Document segment —
>>>>
Pfi Crisis Hits Bart’s & London


‘Direct government investment is by far the cheapest and best way to build new hospitals,’ said a UNISON spokeswoman yesterday, in response to the crisis at the Royal London and Bart’s hospitals.

One thousand doctors have appealed directly to prime minister Blair to allow a £1.1 billion PFI project, to rebuild the London and part of Bart’s, to go ahead.

In an open letter published in The Times, the doctors warn that allowing the scheme to ‘collapse’ would be a ‘cruel injustice’ to the people of east London.

The signatories claim the prime minister gave a personal commitment to the redevelopment in 1998, reversing years of indecision over the fate of the two hospitals.

The Department of Health (DoH) ordered a further review last December in the face of the project’s soaring costs.

The UNISON spokeswoman added: ‘We are absolutely opposed to the private finance initiative.

‘Trusts are tied into 30 year contracts. They start off with schemes and don’t realise just how much money has to be poured into them.

‘A lot of people have a finger in the PFI pie. A lot of money goes on the plumbing, into consultants’, contractors’ and financiers’ pockets, leaving not much over for patient care.

‘We’ve seen failure after failure with shoddy school and hospital buildings, with pupils and patients having to suffer.’

The doctors’ letter points out that the hospitals serve ‘some of the most ethnically diverse and deprived (people) in the country’ who deserve the state-of-the-art facilities the project would provide.

It also warns that without these hospitals, London’s ability to cope with another serious terrorist incident must be in doubt.

The Royal London and Bart’s treated 200 victims of the July 7th bombings.

Bart’s consultant cardiologist Dr Duncan Dymond told News Line: ‘This has been going on for eight years.
<<<<
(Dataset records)
>>>>
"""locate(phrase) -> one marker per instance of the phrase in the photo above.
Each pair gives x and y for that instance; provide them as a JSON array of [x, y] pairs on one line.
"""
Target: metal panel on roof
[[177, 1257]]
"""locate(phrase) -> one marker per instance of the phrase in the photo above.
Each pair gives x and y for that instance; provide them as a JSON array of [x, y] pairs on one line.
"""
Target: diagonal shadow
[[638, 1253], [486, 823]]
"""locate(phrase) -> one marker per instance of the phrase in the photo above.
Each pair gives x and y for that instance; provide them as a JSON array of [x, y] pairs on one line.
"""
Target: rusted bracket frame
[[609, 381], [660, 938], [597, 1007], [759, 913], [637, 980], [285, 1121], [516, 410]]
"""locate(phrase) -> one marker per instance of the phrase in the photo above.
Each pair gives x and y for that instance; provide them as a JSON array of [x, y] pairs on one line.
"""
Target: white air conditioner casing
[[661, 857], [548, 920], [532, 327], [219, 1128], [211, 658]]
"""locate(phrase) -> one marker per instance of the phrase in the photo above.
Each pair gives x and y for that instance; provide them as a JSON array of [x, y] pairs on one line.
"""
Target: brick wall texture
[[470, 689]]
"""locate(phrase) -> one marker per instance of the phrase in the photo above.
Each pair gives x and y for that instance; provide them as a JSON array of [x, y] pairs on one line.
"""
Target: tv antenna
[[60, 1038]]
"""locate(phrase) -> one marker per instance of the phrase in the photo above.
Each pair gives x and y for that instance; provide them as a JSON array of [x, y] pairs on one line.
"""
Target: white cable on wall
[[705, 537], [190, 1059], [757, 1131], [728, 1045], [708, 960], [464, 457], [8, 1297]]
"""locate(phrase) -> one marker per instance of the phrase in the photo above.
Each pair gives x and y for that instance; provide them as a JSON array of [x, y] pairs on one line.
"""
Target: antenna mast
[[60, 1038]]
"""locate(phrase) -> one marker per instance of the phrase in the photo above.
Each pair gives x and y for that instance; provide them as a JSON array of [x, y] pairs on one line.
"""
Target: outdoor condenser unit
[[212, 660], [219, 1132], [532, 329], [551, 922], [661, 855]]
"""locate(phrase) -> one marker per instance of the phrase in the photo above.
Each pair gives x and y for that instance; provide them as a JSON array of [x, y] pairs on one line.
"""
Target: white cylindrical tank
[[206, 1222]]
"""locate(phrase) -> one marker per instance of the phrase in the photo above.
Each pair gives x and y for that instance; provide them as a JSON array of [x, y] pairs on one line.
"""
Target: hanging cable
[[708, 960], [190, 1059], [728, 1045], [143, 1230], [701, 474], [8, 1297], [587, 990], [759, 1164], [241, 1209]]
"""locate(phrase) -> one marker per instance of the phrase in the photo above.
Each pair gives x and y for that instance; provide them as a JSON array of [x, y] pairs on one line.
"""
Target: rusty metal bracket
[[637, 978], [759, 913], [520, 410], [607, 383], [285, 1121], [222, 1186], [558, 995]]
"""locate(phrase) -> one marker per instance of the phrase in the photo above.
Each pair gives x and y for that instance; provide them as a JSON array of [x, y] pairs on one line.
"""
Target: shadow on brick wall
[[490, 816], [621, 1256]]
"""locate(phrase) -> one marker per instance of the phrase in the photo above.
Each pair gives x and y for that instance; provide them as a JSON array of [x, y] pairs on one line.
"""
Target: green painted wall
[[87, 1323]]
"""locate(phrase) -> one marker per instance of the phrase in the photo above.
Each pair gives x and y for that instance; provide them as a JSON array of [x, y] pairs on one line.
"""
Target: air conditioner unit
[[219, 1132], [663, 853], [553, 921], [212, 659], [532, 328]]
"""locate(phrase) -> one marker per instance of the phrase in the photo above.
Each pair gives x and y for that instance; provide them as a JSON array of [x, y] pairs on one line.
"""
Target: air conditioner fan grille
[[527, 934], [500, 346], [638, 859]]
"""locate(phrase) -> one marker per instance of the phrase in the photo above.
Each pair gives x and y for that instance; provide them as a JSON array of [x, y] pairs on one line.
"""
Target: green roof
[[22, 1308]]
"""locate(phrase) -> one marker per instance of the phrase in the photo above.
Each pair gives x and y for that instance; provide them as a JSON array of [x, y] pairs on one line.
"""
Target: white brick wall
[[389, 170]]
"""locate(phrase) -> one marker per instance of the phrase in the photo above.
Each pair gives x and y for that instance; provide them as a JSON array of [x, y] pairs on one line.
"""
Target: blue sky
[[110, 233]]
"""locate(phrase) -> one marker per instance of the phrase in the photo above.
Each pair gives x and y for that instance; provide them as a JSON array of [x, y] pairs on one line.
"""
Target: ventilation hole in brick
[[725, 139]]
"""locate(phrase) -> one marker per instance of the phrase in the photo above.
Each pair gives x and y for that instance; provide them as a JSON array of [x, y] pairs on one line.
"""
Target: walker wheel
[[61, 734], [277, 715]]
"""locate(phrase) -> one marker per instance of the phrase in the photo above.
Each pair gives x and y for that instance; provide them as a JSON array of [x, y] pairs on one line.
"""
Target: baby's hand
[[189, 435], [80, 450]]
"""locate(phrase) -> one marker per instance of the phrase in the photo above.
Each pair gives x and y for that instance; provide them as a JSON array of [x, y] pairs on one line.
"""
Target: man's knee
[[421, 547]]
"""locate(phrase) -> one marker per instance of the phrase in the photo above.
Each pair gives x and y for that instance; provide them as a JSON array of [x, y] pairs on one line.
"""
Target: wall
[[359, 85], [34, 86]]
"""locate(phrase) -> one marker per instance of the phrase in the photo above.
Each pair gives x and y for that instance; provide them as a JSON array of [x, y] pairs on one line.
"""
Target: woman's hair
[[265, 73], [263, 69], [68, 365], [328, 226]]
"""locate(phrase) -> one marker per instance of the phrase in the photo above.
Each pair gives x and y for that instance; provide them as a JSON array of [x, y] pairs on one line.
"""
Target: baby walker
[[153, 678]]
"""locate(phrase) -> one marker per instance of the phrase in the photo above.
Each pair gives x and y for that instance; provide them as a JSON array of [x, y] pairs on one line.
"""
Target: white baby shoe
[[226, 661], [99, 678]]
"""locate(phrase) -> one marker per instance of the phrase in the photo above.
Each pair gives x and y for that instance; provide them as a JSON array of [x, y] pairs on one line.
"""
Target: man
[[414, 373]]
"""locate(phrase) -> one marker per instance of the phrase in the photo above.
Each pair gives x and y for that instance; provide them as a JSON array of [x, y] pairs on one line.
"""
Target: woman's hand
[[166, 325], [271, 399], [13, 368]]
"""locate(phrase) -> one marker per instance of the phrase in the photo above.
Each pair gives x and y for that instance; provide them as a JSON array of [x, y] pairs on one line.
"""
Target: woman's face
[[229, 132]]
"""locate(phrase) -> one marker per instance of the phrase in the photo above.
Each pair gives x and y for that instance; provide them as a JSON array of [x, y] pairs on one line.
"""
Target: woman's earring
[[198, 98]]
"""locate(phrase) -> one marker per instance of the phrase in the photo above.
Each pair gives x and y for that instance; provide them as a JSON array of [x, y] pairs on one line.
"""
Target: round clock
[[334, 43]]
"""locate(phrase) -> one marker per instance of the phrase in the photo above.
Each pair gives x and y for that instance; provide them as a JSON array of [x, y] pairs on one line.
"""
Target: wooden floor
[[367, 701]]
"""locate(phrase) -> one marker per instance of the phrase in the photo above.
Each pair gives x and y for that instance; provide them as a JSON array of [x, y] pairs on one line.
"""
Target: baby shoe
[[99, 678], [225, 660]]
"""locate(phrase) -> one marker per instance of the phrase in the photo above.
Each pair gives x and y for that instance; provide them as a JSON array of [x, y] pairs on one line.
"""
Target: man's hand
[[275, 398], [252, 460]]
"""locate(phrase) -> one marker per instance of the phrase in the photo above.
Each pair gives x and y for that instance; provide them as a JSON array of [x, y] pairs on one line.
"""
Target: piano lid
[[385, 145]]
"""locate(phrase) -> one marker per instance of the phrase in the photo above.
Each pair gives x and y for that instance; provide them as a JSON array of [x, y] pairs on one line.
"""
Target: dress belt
<<<<
Required work —
1 > According to the UNISON spokeswoman in the article on the PFI crisis at Bart's and the Royal London, why does the private finance initiative leave not much over for patient care?
2 > Please pick up the article on the PFI crisis at Bart's and the Royal London right after its final sentence and carry it forward.

Results for each task —
1 > She says many people have a finger in the PFI pie, so a lot of the money goes on the plumbing and into consultants', contractors' and financiers' pockets.

2 >
‘After Tony Blair decided he would approve the saving of Bart’s, both Bart’s and the London were packaged into the PFI scheme. The fates of Bart’s and the London are totally interdependent.

‘The DoH has told the trust to look at the Bart’s end and see whether it’s affordable.

‘The point is, without the Bart’s end there won’t be a world-class cardiac and cancer unit in the whole trust.

‘The plan has been going since 1998, to pull the plug at this late stage will be terrible for the people of east London.

‘There are three-quarters of a million people in Tower Hamlets, Hackney and Newham who rely on Bart’s and the London, some of the most deprived communities in London.’

The doctors, including 450 consultants and professors, say the decision to review the provision of cancer and cardiac services would seriously affect trauma and emergency care facilities.

Their letter says: ‘The loss of any of these services would be damaging to the health of this vulnerable population and irretrievably damage our medical school.’

The contract with private partner Skanska lapses at the end of January.

The Royal London and Bart’s is not the only trust hit by PFI costs.

The government is having to consider scaling back or scrapping about ten big PFI schemes, including ones at Bristol, Liverpool and Newcastle, over runaway costs which threaten to bankrupt trusts.